● **Exercises**
[A] List every place name in the article about the play 33 Variations.
[B] Continue the article about the play 33 Variations from where it stops.

● **Passage**
Modern-Day Music Scholar Delves into Beethoven Story
BEETHOVEN’S PREOCCUPATION: A scene from “33 Variations,” opening November 19 at Kelsey Theatre. The great composer’s obsession with one piece of music is considered one of the great riddles of classical music
Pierrot Productions will present 33 Variations November 19 through December 4 at Mercer County Community College’s Kelsey Theatre, located at 1200 Old Trenton Road in West Windsor Township.
Written by Moisés Kaufman, 33 Variations is inspired by one of classical music’s most enduring riddles: Why did Beethoven, during his final years, write 33 different variations of a seemingly insignificant waltz by a minor composer?

● **Record set**
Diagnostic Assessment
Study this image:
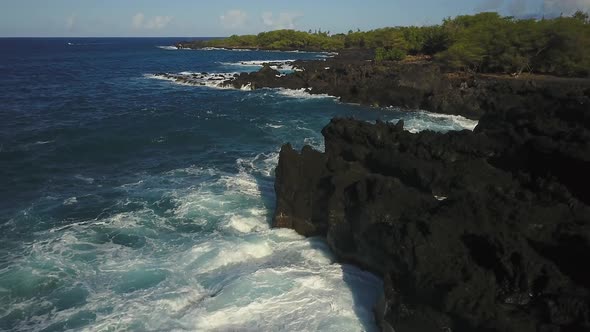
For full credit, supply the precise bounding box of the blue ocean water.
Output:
[0,38,473,331]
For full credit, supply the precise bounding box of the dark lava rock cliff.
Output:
[226,53,590,119]
[274,98,590,332]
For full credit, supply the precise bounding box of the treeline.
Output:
[190,12,590,76]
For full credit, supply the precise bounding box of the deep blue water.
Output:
[0,39,478,331]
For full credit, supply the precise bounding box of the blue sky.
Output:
[0,0,590,37]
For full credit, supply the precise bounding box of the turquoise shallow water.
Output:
[0,39,473,331]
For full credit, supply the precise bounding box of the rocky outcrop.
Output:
[274,98,590,332]
[225,51,590,119]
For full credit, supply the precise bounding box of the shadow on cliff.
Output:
[254,174,276,227]
[341,263,383,332]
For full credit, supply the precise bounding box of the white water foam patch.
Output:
[144,71,252,90]
[427,113,479,131]
[219,60,296,72]
[274,88,338,100]
[0,157,382,331]
[156,45,178,51]
[404,111,478,133]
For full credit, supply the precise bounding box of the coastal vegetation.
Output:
[182,12,590,76]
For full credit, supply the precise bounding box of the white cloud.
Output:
[543,0,590,15]
[219,9,248,29]
[475,0,504,12]
[131,13,173,30]
[508,0,527,17]
[261,12,303,29]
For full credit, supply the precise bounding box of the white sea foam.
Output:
[74,174,94,184]
[402,111,478,133]
[219,60,296,72]
[3,139,382,331]
[63,196,78,205]
[275,88,337,99]
[427,113,479,130]
[145,71,240,90]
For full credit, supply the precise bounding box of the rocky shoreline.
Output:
[274,100,590,332]
[264,53,590,332]
[225,51,590,119]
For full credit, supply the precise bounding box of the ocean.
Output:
[0,38,475,331]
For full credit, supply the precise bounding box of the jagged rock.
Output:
[274,97,590,332]
[228,52,590,119]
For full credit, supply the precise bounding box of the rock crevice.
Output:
[274,99,590,332]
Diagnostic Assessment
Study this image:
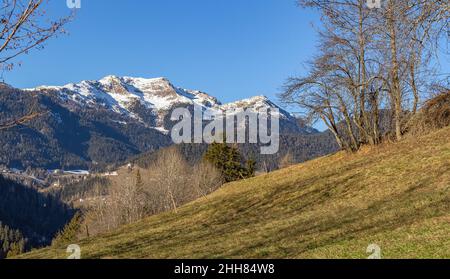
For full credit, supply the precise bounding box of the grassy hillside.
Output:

● **Solved problems**
[A] Kelsey Theatre, Mercer County Community College, Old Trenton Road, West Windsor Township

[B]
Kaufman’s play, which made its Broadway debut in 2009, toggles between contemporary times in New York and early 19th century Vienna. The story begins when modern-day music scholar, Katherine Brandt, is driven to explore the rationale behind Beethoven’s preoccupation with creating nearly three dozen variations of a humble waltz by a composer named Anton Diabelli. Beethoven’s obsession fuels Brandt’s obsession as their two worlds coexist on stage. Both characters face afflictions and are running out of time. Brandt suffers with ALS (Lou Gehrig’s disease) and a broken mother-daughter relationship, while Beethoven, entering the final years of his life, struggles with severe hearing loss.
The play, directed by Kat Ross Kline of Marlton, is accented by a live pianist, Susan Green Hoffman. An essential component of the play, the pianist “mirrors the variation form of Beethoven’s great work with a fugue of interwoven themes and a graceful minuet finale” as described in an Oxford University Press blog by William Kinderman, a professor of musicology at the University of Illinois, whom the playwright had visited when shaping the play.
Private performances and group rates are available to ALS support and music appreciation groups upon request.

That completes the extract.